**THE TASK**
Leave out every line before the one that contains "In this picture, where can the motul". Please restate that line and the rest of the data word for word, through the end.

**Point-per-instance localization data**
= = = = = = =
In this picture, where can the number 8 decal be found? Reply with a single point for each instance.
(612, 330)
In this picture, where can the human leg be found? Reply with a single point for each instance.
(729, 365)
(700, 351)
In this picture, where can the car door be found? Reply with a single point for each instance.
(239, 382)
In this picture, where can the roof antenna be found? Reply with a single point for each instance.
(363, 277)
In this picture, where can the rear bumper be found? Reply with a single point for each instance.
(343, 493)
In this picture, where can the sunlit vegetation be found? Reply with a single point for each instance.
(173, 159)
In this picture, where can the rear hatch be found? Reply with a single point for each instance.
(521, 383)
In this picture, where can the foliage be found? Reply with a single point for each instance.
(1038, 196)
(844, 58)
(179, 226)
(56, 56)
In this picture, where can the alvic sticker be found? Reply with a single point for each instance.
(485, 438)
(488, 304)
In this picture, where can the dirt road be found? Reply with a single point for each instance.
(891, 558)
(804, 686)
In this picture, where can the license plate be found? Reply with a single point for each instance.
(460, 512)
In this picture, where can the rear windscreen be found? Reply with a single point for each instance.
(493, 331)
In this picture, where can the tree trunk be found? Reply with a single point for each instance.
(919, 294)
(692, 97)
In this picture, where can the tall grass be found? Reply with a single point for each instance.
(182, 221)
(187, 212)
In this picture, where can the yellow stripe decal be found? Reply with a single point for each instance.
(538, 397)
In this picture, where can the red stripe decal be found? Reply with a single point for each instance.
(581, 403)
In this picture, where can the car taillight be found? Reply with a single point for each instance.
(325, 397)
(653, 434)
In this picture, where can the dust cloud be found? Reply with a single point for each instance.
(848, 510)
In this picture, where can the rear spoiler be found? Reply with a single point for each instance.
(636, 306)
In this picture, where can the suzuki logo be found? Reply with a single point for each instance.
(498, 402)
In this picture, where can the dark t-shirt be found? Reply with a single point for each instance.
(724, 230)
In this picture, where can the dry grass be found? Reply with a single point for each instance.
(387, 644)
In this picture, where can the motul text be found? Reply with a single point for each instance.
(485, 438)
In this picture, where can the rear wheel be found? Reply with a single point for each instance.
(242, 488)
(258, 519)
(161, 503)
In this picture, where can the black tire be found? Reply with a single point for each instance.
= = = = = = =
**EXERCISE RESPONSE**
In this picture, where can the motul text be found? Reply with a single point for each instance.
(485, 438)
In this picture, where can the rear wheel be found? Reply with a single point for each instance.
(242, 488)
(258, 519)
(161, 503)
In this picture, where can the black tire be found? Reply with a single point for each instance.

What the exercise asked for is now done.